_What is needed_
Can you write out every line of the records below again, requests included, with each coordinate in the answers multiplied by 0.85 and rounded to a whole number, halves rounding up? Leave the pictures out.

** begin Records provided **

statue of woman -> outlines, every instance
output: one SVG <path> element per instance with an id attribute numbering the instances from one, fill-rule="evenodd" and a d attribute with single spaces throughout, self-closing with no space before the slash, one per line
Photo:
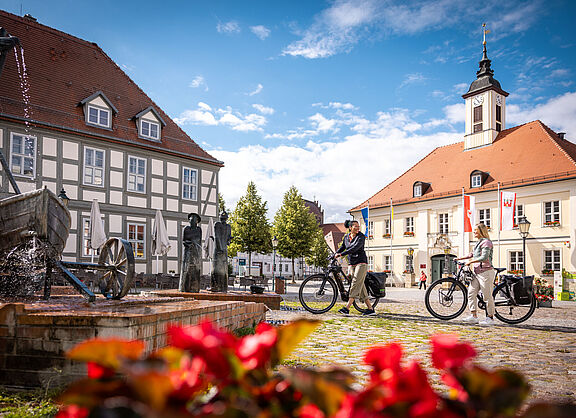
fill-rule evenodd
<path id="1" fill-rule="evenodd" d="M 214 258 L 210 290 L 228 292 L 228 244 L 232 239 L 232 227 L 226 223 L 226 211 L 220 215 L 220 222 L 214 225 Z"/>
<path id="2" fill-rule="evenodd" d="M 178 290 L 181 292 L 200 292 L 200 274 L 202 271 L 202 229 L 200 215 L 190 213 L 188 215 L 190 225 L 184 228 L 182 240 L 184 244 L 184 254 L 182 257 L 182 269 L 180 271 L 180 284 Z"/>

** end Records provided **

_Exercise solution_
statue of woman -> outlines, every instance
output: one SVG <path> element per instance with an id attribute numbering the instances from one, fill-rule="evenodd" and a d attribute with single spaces throughout, self-closing with no space before the slash, one per line
Photo:
fill-rule evenodd
<path id="1" fill-rule="evenodd" d="M 182 219 L 179 247 L 194 248 L 194 207 L 197 203 L 197 193 L 192 190 L 192 179 L 187 183 L 187 189 L 182 191 Z"/>
<path id="2" fill-rule="evenodd" d="M 151 247 L 154 248 L 170 248 L 170 233 L 172 230 L 172 195 L 170 183 L 162 181 L 160 183 L 162 191 L 156 194 L 155 204 L 156 207 L 156 216 L 155 218 L 155 229 L 153 230 L 153 241 Z"/>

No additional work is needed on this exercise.